-- Records for this task --

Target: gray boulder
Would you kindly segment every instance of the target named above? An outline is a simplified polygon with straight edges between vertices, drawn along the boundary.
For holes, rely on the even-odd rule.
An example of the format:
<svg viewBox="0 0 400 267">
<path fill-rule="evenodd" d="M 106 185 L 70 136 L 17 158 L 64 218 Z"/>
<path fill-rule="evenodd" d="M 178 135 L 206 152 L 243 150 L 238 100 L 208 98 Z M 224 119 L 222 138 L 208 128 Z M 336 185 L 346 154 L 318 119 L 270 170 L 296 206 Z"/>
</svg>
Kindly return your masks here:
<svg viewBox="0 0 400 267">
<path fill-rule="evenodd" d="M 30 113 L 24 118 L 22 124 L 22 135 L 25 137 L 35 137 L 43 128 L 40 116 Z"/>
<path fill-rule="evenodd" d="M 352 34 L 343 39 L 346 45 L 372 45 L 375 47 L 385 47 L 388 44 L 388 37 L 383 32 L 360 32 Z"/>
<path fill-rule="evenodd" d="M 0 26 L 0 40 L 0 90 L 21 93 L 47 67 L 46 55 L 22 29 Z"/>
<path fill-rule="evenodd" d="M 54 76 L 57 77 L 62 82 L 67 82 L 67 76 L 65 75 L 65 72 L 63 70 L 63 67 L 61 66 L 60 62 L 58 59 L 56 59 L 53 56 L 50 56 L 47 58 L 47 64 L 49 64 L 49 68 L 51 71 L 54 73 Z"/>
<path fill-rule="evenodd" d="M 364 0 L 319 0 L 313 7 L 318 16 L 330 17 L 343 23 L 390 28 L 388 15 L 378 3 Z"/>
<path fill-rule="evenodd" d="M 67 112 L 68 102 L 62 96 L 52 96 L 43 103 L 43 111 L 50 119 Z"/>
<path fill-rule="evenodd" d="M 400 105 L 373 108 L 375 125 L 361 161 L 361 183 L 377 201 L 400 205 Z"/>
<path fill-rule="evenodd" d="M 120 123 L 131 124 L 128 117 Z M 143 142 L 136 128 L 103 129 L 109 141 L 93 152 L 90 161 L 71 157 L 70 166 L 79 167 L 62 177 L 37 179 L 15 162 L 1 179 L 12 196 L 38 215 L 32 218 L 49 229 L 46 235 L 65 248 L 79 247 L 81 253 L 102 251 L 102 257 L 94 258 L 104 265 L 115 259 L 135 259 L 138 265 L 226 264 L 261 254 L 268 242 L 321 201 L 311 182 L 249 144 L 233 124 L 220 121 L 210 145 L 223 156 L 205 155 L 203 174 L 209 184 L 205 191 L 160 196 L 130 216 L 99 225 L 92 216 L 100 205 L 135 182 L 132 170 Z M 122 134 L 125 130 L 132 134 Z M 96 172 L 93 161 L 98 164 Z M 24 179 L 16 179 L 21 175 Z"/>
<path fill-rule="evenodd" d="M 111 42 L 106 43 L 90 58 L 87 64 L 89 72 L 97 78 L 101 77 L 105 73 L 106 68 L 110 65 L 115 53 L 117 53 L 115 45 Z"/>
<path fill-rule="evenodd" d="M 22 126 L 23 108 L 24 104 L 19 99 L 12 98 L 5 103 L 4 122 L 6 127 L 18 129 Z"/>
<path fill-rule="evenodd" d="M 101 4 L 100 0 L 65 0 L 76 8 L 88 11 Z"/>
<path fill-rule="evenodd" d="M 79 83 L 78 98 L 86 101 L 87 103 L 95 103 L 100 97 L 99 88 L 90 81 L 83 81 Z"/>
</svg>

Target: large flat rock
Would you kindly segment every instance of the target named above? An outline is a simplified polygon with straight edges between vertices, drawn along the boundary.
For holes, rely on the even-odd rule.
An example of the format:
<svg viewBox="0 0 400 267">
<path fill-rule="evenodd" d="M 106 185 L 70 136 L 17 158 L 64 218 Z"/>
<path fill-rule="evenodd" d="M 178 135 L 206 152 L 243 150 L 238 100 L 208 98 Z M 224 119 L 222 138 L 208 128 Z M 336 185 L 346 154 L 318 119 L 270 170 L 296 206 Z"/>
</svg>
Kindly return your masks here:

-- What to work on --
Your answer should be the full set of records, printed exactly.

-- Solution for this problem --
Target: gray boulder
Would you kindly segment every instance of the target named above? An outline is a simplified polygon with straight edges between vertices, drawn along the boundary.
For holes, rely on the even-odd rule.
An example of the format:
<svg viewBox="0 0 400 267">
<path fill-rule="evenodd" d="M 106 185 L 70 136 L 17 158 L 64 218 Z"/>
<path fill-rule="evenodd" d="M 178 135 L 206 152 L 243 150 L 238 100 L 208 98 Z M 224 119 L 222 138 L 208 128 Z M 336 185 L 346 154 L 318 119 L 270 170 L 296 206 Z"/>
</svg>
Kindly return your masks here:
<svg viewBox="0 0 400 267">
<path fill-rule="evenodd" d="M 30 113 L 24 118 L 22 124 L 22 135 L 25 137 L 35 137 L 43 128 L 40 116 Z"/>
<path fill-rule="evenodd" d="M 352 34 L 343 39 L 346 45 L 372 45 L 375 47 L 385 47 L 388 44 L 388 37 L 383 32 L 360 32 Z"/>
<path fill-rule="evenodd" d="M 0 26 L 0 40 L 0 90 L 21 93 L 47 67 L 46 55 L 22 29 Z"/>
<path fill-rule="evenodd" d="M 54 76 L 57 77 L 62 82 L 67 82 L 67 76 L 65 75 L 65 72 L 63 70 L 63 67 L 61 66 L 60 62 L 58 59 L 56 59 L 53 56 L 50 56 L 47 58 L 47 64 L 49 64 L 49 68 L 51 71 L 54 73 Z"/>
<path fill-rule="evenodd" d="M 364 0 L 319 0 L 313 7 L 318 16 L 330 17 L 343 23 L 390 28 L 388 15 L 378 3 Z"/>
<path fill-rule="evenodd" d="M 67 112 L 68 102 L 62 96 L 52 96 L 43 103 L 43 111 L 50 119 Z"/>
<path fill-rule="evenodd" d="M 400 105 L 373 108 L 375 125 L 361 161 L 361 183 L 377 201 L 400 205 Z"/>
<path fill-rule="evenodd" d="M 120 123 L 131 124 L 128 117 Z M 143 142 L 136 128 L 103 129 L 109 141 L 93 152 L 90 161 L 71 157 L 70 166 L 79 167 L 62 177 L 37 179 L 15 162 L 1 179 L 12 196 L 38 215 L 32 218 L 49 229 L 46 235 L 65 248 L 79 247 L 81 253 L 102 251 L 102 257 L 94 258 L 104 265 L 115 259 L 135 259 L 138 265 L 226 264 L 261 254 L 268 242 L 321 201 L 311 182 L 249 144 L 233 124 L 220 121 L 210 145 L 223 156 L 205 155 L 203 174 L 209 184 L 205 191 L 160 196 L 130 216 L 99 225 L 92 216 L 100 205 L 135 182 L 132 170 Z M 122 134 L 125 130 L 132 134 Z M 96 172 L 93 161 L 98 164 Z M 24 179 L 16 179 L 21 175 Z"/>
<path fill-rule="evenodd" d="M 111 42 L 106 43 L 90 58 L 87 64 L 89 72 L 97 78 L 101 77 L 105 73 L 106 68 L 110 65 L 115 53 L 117 53 L 115 45 Z"/>
<path fill-rule="evenodd" d="M 22 126 L 23 108 L 24 104 L 19 99 L 12 98 L 5 103 L 4 122 L 6 127 L 18 129 Z"/>
<path fill-rule="evenodd" d="M 101 4 L 100 0 L 65 0 L 76 8 L 88 11 Z"/>
<path fill-rule="evenodd" d="M 79 83 L 78 98 L 86 101 L 87 103 L 95 103 L 100 97 L 99 88 L 90 81 L 83 81 Z"/>
</svg>

Target: large flat rock
Would you kindly segment every instance of the target named above? An outline is a simplified polygon with straight edges between vertices, drawn along the boundary.
For holes, rely on the even-odd rule.
An example of the format:
<svg viewBox="0 0 400 267">
<path fill-rule="evenodd" d="M 106 185 L 70 136 L 17 158 L 64 218 Z"/>
<path fill-rule="evenodd" d="M 178 135 L 206 152 L 243 150 L 238 100 L 208 98 Z M 224 119 L 222 138 L 208 128 Z M 336 185 L 346 154 L 318 119 L 270 170 L 296 206 Z"/>
</svg>
Kindly return your masks here:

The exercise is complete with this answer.